◆ Given data:
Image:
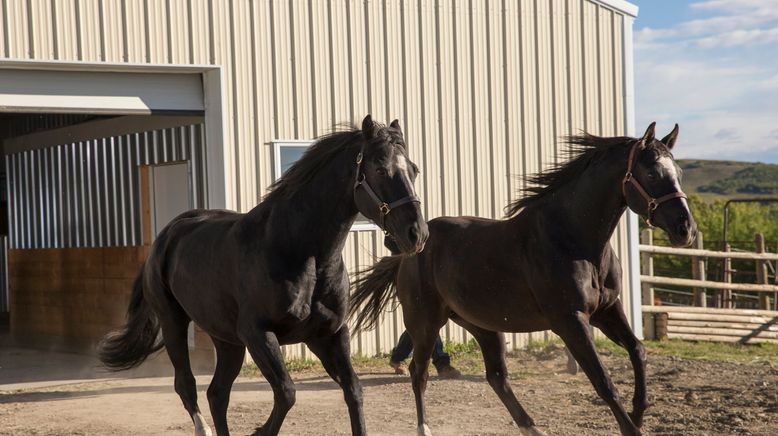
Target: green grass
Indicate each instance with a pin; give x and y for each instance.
(713, 179)
(468, 359)
(715, 351)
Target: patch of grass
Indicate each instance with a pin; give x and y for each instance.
(715, 351)
(459, 348)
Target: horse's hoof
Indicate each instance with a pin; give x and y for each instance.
(531, 431)
(201, 427)
(424, 430)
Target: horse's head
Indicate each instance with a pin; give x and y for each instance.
(384, 190)
(652, 187)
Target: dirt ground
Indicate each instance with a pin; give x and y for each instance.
(689, 397)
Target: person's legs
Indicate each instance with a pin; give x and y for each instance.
(401, 352)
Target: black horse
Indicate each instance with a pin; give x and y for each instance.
(550, 266)
(272, 276)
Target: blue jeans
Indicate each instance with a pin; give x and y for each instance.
(405, 345)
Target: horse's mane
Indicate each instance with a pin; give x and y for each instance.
(318, 155)
(582, 150)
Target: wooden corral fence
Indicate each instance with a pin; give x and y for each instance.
(699, 322)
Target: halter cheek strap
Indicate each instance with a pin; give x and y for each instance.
(651, 203)
(384, 208)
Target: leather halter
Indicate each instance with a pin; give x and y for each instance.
(384, 208)
(651, 202)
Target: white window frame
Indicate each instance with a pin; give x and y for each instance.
(358, 226)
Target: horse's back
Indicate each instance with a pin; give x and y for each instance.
(470, 263)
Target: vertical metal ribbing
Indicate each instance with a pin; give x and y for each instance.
(105, 216)
(83, 202)
(66, 188)
(87, 193)
(37, 195)
(11, 189)
(90, 156)
(122, 215)
(115, 194)
(56, 194)
(131, 168)
(43, 168)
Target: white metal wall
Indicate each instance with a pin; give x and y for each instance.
(484, 89)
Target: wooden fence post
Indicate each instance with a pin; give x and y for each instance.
(647, 291)
(726, 294)
(698, 273)
(661, 326)
(647, 267)
(761, 273)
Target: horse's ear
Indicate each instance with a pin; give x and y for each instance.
(669, 140)
(368, 126)
(648, 137)
(396, 125)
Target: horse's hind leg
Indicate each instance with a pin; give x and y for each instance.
(333, 351)
(229, 360)
(174, 331)
(614, 324)
(266, 352)
(493, 349)
(574, 330)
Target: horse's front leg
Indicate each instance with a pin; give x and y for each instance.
(574, 331)
(266, 352)
(334, 353)
(613, 322)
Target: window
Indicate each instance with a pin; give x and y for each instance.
(286, 153)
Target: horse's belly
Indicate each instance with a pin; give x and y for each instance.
(504, 319)
(322, 322)
(498, 309)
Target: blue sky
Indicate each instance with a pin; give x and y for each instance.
(712, 67)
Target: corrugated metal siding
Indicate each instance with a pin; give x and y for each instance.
(484, 89)
(86, 194)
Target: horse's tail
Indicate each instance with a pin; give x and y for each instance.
(373, 290)
(130, 346)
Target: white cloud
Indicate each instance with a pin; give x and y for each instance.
(717, 77)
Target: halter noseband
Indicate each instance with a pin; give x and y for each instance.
(384, 208)
(652, 203)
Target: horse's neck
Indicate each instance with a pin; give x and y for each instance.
(592, 206)
(316, 219)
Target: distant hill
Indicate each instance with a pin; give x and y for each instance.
(713, 179)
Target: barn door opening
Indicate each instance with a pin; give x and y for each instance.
(171, 193)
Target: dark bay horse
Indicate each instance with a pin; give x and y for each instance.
(272, 276)
(549, 266)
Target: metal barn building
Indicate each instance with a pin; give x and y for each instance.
(116, 115)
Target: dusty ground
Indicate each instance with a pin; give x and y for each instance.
(690, 398)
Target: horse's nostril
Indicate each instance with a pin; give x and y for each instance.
(413, 234)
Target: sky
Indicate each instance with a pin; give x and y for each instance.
(712, 67)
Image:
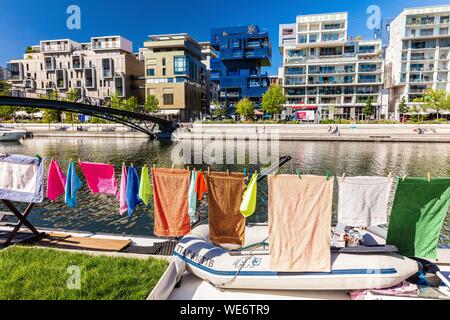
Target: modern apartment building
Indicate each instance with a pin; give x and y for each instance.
(176, 75)
(243, 52)
(326, 73)
(212, 87)
(97, 69)
(417, 57)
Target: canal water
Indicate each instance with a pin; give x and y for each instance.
(99, 213)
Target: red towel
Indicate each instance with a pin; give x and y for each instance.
(56, 181)
(200, 186)
(100, 177)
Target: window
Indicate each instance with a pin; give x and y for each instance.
(180, 65)
(168, 98)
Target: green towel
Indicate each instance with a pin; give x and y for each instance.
(417, 217)
(145, 189)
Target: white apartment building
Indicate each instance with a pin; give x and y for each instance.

◆ Directions for this task: Among the lines of the listing above, which ones hold "metal"? Copy them.

◆ Answer section:
Target: vertical metal ribbing
Target: white metal wall
Target: corrugated metal siding
Target: metal barn building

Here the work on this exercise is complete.